Print all of the material below line for line, without changing anything, and leave out the pictures.
*-*-*
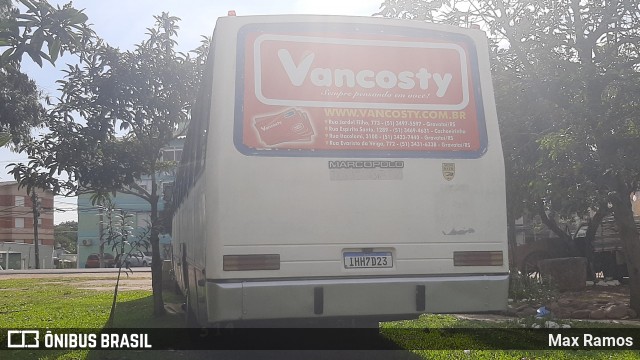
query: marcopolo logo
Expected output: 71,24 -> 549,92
253,34 -> 469,110
329,160 -> 404,169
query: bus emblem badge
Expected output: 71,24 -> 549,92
442,163 -> 456,181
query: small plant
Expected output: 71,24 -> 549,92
97,196 -> 150,327
509,270 -> 558,305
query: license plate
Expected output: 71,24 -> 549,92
344,252 -> 393,269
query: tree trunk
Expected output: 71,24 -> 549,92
149,184 -> 165,316
536,200 -> 578,256
507,202 -> 517,269
612,175 -> 640,313
577,203 -> 611,280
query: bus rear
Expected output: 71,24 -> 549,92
174,15 -> 508,323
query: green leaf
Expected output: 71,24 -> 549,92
27,48 -> 42,67
49,39 -> 62,63
0,132 -> 11,147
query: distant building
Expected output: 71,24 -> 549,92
0,181 -> 54,270
77,141 -> 182,268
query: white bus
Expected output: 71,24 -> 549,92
173,15 -> 509,325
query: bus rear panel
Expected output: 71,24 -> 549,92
173,15 -> 508,324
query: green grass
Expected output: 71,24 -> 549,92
0,278 -> 184,359
0,278 -> 640,360
381,315 -> 640,360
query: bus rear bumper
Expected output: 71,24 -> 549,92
206,274 -> 509,323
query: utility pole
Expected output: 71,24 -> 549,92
31,188 -> 40,269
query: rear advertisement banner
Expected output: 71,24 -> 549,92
234,24 -> 487,158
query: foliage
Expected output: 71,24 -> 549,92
99,197 -> 149,327
381,0 -> 640,310
53,221 -> 78,254
509,270 -> 558,305
11,13 -> 208,314
0,0 -> 93,146
0,68 -> 44,146
0,0 -> 92,68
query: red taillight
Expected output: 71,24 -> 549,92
222,254 -> 280,271
453,251 -> 504,266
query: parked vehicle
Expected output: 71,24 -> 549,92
172,15 -> 509,326
574,216 -> 640,280
118,251 -> 151,267
84,253 -> 116,268
513,216 -> 640,280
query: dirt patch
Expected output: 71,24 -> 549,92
504,285 -> 640,325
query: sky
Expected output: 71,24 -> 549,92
0,0 -> 383,224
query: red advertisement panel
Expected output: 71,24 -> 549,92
236,23 -> 486,157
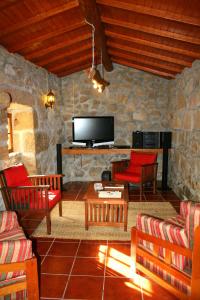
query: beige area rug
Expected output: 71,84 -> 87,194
32,201 -> 176,240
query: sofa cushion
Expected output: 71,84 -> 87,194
3,164 -> 32,187
0,211 -> 19,234
114,171 -> 141,184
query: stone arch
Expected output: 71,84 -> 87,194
0,86 -> 38,173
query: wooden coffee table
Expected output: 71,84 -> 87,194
84,182 -> 128,231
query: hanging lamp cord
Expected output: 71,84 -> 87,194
85,19 -> 95,69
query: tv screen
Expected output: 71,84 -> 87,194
72,116 -> 114,146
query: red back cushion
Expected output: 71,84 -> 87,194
128,151 -> 157,174
4,164 -> 32,187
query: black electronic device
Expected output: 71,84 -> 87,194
160,131 -> 172,149
72,116 -> 114,148
132,131 -> 143,149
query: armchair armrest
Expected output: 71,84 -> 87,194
0,211 -> 19,233
141,163 -> 158,183
4,185 -> 50,210
28,174 -> 64,190
111,159 -> 130,179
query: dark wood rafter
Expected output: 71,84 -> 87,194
48,53 -> 91,72
0,0 -> 78,38
107,41 -> 192,67
0,0 -> 200,79
25,33 -> 91,60
79,0 -> 113,72
112,58 -> 175,79
105,29 -> 200,58
108,48 -> 183,73
57,63 -> 91,77
38,41 -> 92,67
9,21 -> 84,52
101,16 -> 200,45
97,0 -> 200,26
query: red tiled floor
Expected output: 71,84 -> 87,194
48,241 -> 79,256
103,277 -> 142,300
40,274 -> 68,298
77,241 -> 107,257
41,255 -> 74,274
71,257 -> 105,276
64,276 -> 104,300
20,182 -> 183,300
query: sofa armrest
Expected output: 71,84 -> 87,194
0,211 -> 19,233
111,159 -> 130,179
136,214 -> 189,270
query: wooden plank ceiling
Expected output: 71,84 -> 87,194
0,0 -> 200,79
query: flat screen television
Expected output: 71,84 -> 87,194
72,116 -> 114,147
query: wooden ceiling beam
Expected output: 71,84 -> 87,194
97,0 -> 200,26
105,29 -> 200,58
25,33 -> 91,60
108,49 -> 183,73
107,41 -> 192,67
101,15 -> 200,45
37,41 -> 92,67
56,63 -> 91,77
8,21 -> 85,52
79,0 -> 113,72
48,53 -> 92,73
112,58 -> 175,79
0,0 -> 78,38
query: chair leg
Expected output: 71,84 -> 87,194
59,200 -> 62,217
140,183 -> 143,201
26,257 -> 39,300
46,212 -> 51,234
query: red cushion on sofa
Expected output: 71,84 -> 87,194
3,164 -> 32,187
114,171 -> 141,183
130,151 -> 157,165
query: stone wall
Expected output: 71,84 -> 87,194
169,61 -> 200,201
0,47 -> 66,210
62,65 -> 169,182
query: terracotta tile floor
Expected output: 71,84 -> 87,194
21,182 -> 180,300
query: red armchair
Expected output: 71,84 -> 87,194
131,201 -> 200,300
0,164 -> 62,234
111,151 -> 158,200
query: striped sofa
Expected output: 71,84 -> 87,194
0,211 -> 39,300
132,201 -> 200,299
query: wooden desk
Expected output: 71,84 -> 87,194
57,144 -> 168,190
84,183 -> 128,231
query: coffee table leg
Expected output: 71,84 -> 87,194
85,201 -> 88,230
124,203 -> 128,231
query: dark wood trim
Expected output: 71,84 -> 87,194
79,0 -> 113,72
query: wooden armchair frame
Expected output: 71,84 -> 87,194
0,171 -> 63,234
111,159 -> 158,200
0,257 -> 39,300
131,226 -> 200,300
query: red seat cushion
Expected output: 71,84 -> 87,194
126,151 -> 157,175
30,190 -> 61,209
114,171 -> 141,183
3,164 -> 32,187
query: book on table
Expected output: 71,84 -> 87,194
98,191 -> 122,198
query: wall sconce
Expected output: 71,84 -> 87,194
44,89 -> 55,108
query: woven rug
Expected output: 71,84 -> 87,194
32,201 -> 176,240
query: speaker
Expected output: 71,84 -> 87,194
143,131 -> 160,149
160,132 -> 172,149
101,170 -> 111,181
132,131 -> 143,149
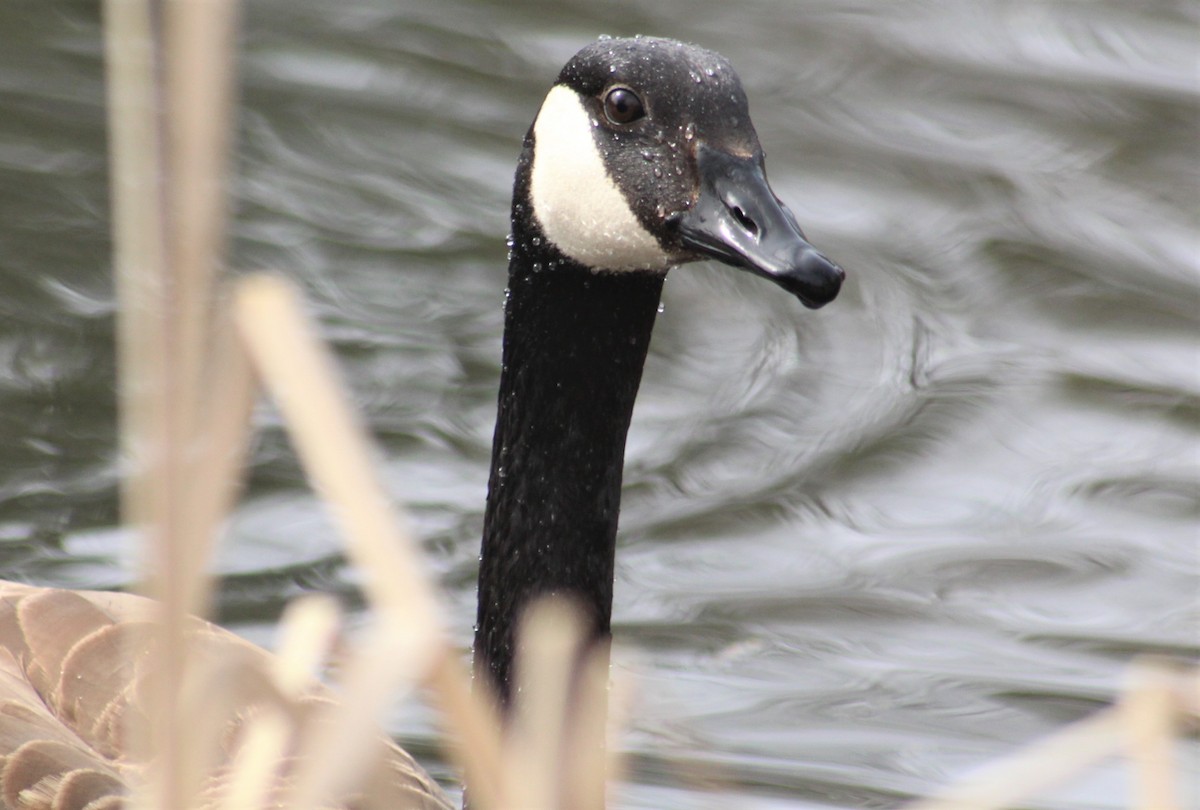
*-*-*
**The response:**
query: marcopolo logo
Expected output: 71,24 -> 549,92
253,34 -> 469,110
329,160 -> 404,169
query: bus emblem badge
Expected output: 71,24 -> 549,92
442,163 -> 456,181
query: small plant
Expected output: 71,24 -> 549,92
97,196 -> 150,327
509,270 -> 558,305
query: license plate
Expected output: 71,24 -> 549,92
344,252 -> 393,269
query: tree trunk
Expected output: 71,24 -> 549,92
149,184 -> 165,316
536,200 -> 578,256
507,202 -> 517,269
612,175 -> 640,313
577,203 -> 611,280
query: bus rear
Expected output: 71,24 -> 549,92
174,15 -> 508,323
query: green leaf
Expected output: 71,24 -> 549,92
27,48 -> 42,67
49,39 -> 62,63
0,132 -> 11,147
query: distant building
Expected output: 71,24 -> 549,92
0,181 -> 54,270
77,141 -> 182,268
query: white bus
Expected output: 71,24 -> 549,92
173,15 -> 509,325
query: bus rear panel
Expected output: 71,24 -> 549,92
173,15 -> 508,324
query: green grass
Expected output: 71,24 -> 549,92
0,278 -> 184,359
0,278 -> 640,360
381,315 -> 640,360
query: bus rear bumper
Expected output: 71,24 -> 549,92
206,274 -> 509,323
query: utility pole
Expected output: 71,24 -> 549,92
31,188 -> 40,269
query: rear advertisement banner
Expected output: 71,24 -> 549,92
234,24 -> 487,158
query: foliage
Expected output: 71,24 -> 549,92
99,197 -> 149,327
381,0 -> 640,310
53,221 -> 78,254
509,270 -> 558,305
11,13 -> 208,314
0,0 -> 93,146
0,68 -> 44,146
0,0 -> 92,68
query: red taillight
Expected output: 71,24 -> 549,92
222,254 -> 280,271
453,251 -> 504,266
query: parked vehicle
Expected output: 71,24 -> 549,92
172,15 -> 509,326
574,216 -> 640,280
118,251 -> 151,267
84,253 -> 116,268
513,216 -> 640,280
query: dirt patch
Expected output: 71,24 -> 549,92
504,285 -> 640,325
query: sky
Expected output: 71,24 -> 549,92
0,0 -> 383,224
query: red advertisement panel
Expected output: 71,24 -> 549,92
236,23 -> 486,157
query: beige area rug
Expected output: 71,84 -> 87,194
32,201 -> 176,240
query: sofa cushion
Expected output: 71,84 -> 87,194
3,164 -> 32,187
0,211 -> 19,234
114,171 -> 141,184
query: stone arch
Expected output: 71,84 -> 87,194
0,86 -> 38,173
query: wooden coffee table
Expected output: 71,84 -> 87,194
84,182 -> 128,231
query: hanging lamp cord
Expected output: 71,84 -> 87,194
85,19 -> 95,69
query: tv screen
Expected output: 71,84 -> 87,194
72,116 -> 114,146
query: red back cushion
Expected output: 71,84 -> 87,194
128,151 -> 157,174
4,164 -> 32,187
query: black electronic device
Expected output: 71,84 -> 87,194
160,131 -> 172,149
72,116 -> 114,148
132,131 -> 143,149
query: armchair armrest
Expected output: 71,84 -> 87,194
0,211 -> 19,233
141,163 -> 158,183
4,185 -> 50,210
28,174 -> 64,190
111,159 -> 130,179
query: dark wood rafter
Expected output: 71,84 -> 87,194
48,53 -> 91,72
0,0 -> 78,38
107,41 -> 192,67
0,0 -> 200,79
25,33 -> 91,60
79,0 -> 113,72
112,58 -> 175,79
105,29 -> 200,58
108,48 -> 183,73
57,63 -> 91,77
38,41 -> 92,67
9,21 -> 84,52
101,16 -> 200,45
97,0 -> 200,26
query: red tiled floor
Expected output: 71,84 -> 87,194
48,241 -> 79,256
103,277 -> 142,300
40,274 -> 68,298
77,241 -> 107,257
41,255 -> 74,274
71,257 -> 105,276
64,276 -> 104,300
20,182 -> 183,300
query: sofa armrest
Expected output: 71,84 -> 87,194
0,211 -> 19,233
111,159 -> 130,179
136,214 -> 189,270
query: wooden plank ceiling
Expected output: 71,84 -> 87,194
0,0 -> 200,79
query: flat screen television
Expected output: 71,84 -> 87,194
72,116 -> 114,147
query: wooden ceiling beam
Expected output: 71,84 -> 87,194
97,0 -> 200,26
105,29 -> 200,58
25,33 -> 91,60
108,49 -> 183,73
107,41 -> 192,67
101,15 -> 200,45
37,41 -> 92,67
56,63 -> 91,77
8,21 -> 85,52
79,0 -> 113,72
48,53 -> 92,73
112,58 -> 175,79
0,0 -> 78,38
query: chair leg
Expected output: 71,84 -> 87,194
59,200 -> 62,217
140,183 -> 143,201
26,257 -> 39,300
46,212 -> 51,234
query: red cushion on sofa
Expected output: 71,84 -> 87,194
3,164 -> 32,187
114,171 -> 141,183
130,151 -> 157,165
query: stone wall
Expected output: 71,84 -> 87,194
169,61 -> 200,201
0,47 -> 66,210
62,65 -> 169,182
query: terracotta tile floor
Expected output: 71,84 -> 87,194
21,182 -> 180,300
query: red armchair
Expected output: 71,84 -> 87,194
131,201 -> 200,300
0,164 -> 62,234
111,151 -> 158,200
query: striped sofa
Expected output: 71,84 -> 87,194
0,211 -> 39,300
132,201 -> 200,299
query: wooden desk
Expected output: 71,84 -> 87,194
57,144 -> 168,190
84,183 -> 128,231
query: coffee table leg
Expected output: 71,84 -> 87,194
85,201 -> 88,230
124,203 -> 128,231
query: dark wood trim
Expected output: 71,84 -> 87,194
79,0 -> 113,72
query: wooden armchair frame
Expected output: 71,84 -> 87,194
0,171 -> 63,234
111,159 -> 158,200
0,257 -> 39,300
131,226 -> 200,300
query: red seat cushion
Expected output: 71,84 -> 87,194
126,151 -> 157,175
30,190 -> 61,209
114,171 -> 141,183
3,164 -> 32,187
query: book on table
Expected output: 71,84 -> 87,194
98,191 -> 122,198
query: wall sconce
Expected output: 71,84 -> 87,194
44,89 -> 55,108
query: woven rug
Expected output: 71,84 -> 87,194
32,201 -> 176,240
query: speaker
Expected output: 71,84 -> 87,194
143,131 -> 160,149
160,132 -> 172,149
101,170 -> 111,181
132,131 -> 143,149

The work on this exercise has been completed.